### TASK ITEM
Each line of the listing where "below" appears should be reported.
(MATERIAL FOR THE TASK begins)
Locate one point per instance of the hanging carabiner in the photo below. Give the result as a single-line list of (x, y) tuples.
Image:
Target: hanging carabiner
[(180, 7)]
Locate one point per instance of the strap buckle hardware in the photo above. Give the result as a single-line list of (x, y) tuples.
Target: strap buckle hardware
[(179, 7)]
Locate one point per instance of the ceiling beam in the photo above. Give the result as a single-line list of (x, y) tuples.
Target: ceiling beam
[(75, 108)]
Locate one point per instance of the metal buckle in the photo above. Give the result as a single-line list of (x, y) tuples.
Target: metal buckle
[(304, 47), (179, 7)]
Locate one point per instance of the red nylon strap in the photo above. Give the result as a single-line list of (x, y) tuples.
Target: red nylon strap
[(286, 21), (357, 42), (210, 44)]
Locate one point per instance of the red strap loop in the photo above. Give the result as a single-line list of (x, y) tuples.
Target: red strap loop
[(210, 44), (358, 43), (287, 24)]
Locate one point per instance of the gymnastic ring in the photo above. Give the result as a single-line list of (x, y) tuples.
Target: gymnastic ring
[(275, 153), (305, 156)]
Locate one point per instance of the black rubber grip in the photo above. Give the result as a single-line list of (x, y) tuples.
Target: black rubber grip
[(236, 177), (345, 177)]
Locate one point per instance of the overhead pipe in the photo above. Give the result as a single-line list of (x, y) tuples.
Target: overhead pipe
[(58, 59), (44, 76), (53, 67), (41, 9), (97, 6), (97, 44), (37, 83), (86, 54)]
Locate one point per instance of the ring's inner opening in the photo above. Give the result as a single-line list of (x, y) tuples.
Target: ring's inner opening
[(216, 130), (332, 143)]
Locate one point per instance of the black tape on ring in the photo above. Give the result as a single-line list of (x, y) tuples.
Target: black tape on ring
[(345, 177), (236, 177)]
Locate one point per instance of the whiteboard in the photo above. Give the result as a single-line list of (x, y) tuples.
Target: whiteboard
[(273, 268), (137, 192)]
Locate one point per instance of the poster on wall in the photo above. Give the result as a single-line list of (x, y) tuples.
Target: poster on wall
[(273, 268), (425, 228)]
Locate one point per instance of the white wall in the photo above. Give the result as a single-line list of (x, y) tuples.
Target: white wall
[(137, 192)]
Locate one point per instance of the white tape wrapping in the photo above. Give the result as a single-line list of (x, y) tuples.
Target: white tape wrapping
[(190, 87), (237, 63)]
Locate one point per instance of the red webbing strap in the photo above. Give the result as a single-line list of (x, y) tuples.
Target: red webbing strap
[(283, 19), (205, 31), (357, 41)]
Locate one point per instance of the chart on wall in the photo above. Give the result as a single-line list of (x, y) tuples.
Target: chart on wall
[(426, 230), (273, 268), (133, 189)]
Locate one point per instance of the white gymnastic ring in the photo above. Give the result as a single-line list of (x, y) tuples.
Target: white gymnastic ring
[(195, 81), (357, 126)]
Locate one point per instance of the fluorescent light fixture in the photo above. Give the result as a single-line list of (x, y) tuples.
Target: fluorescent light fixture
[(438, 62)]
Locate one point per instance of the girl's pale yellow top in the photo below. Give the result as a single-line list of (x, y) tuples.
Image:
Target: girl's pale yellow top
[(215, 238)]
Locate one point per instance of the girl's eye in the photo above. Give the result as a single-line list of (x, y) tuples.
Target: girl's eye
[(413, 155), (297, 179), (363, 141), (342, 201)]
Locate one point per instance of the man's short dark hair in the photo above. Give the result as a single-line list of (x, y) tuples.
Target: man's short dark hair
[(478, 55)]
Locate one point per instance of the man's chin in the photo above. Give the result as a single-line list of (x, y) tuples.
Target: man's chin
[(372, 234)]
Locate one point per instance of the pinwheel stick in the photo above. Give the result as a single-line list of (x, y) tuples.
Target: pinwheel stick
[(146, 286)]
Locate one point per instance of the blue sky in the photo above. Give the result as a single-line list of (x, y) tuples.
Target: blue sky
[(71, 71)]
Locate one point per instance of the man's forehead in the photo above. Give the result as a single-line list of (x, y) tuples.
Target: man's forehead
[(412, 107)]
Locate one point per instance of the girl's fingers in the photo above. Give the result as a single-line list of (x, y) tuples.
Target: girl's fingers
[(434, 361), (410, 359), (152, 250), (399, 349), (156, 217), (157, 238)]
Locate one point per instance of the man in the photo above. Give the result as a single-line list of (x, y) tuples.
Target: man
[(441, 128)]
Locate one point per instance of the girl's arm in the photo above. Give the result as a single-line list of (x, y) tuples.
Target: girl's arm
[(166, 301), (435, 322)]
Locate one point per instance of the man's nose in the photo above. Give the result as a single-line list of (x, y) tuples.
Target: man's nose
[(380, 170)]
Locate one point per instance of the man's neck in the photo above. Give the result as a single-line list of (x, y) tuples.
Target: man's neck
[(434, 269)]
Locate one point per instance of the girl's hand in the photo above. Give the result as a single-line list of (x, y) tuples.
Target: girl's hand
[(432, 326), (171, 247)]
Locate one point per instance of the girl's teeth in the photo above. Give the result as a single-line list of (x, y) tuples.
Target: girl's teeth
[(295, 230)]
(MATERIAL FOR THE TASK ends)
(MATERIAL FOR THE TASK begins)
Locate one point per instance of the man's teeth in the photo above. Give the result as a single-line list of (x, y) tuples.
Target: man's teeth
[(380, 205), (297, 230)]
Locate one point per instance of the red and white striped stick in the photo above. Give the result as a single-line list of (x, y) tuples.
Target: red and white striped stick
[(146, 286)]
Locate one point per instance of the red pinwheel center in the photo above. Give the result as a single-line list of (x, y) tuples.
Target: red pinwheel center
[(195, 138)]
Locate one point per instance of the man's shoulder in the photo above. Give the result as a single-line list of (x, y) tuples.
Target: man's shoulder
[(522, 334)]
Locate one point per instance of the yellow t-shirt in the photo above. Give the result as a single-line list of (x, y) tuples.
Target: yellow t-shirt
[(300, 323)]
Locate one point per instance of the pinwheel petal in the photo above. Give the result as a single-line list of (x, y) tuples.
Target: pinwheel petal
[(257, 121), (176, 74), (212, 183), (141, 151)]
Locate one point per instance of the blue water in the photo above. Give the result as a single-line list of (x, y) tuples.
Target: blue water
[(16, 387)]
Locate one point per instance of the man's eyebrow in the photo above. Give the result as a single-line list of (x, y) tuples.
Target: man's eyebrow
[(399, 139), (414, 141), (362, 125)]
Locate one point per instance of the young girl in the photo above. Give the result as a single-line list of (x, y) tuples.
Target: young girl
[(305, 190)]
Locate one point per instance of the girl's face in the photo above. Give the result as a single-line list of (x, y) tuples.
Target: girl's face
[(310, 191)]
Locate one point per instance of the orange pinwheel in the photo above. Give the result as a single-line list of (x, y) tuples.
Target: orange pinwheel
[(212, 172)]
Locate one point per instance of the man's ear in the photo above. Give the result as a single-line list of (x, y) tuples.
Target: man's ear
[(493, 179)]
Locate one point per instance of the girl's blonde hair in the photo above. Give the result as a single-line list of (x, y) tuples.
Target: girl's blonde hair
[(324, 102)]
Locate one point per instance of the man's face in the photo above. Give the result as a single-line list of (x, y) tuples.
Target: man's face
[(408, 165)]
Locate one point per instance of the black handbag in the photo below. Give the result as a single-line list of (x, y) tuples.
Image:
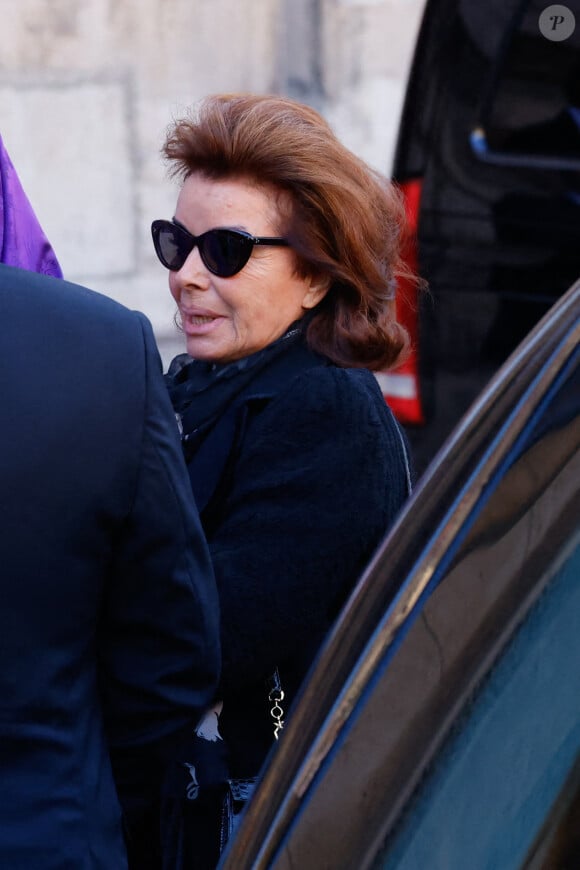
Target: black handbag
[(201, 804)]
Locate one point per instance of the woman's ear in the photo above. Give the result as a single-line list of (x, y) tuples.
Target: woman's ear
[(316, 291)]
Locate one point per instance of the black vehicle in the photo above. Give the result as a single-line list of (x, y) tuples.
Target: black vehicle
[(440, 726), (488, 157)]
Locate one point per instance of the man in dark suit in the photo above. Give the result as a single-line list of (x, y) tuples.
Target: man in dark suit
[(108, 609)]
(MATERIAL FOR THE TASK ends)
### PROBLEM SOLUTION
Locate one point per instance of the hanging carabiner in the photo below. Give the result as a single-line list of (x, y) tuples.
Locate one point per instance of the girl's pale yellow top in the photo below. Give the result as a single-line list of (x, y) tuples.
Locate one point per instance of the black handbag in the photo below. Give the result as a single-line list of (x, y) tuples.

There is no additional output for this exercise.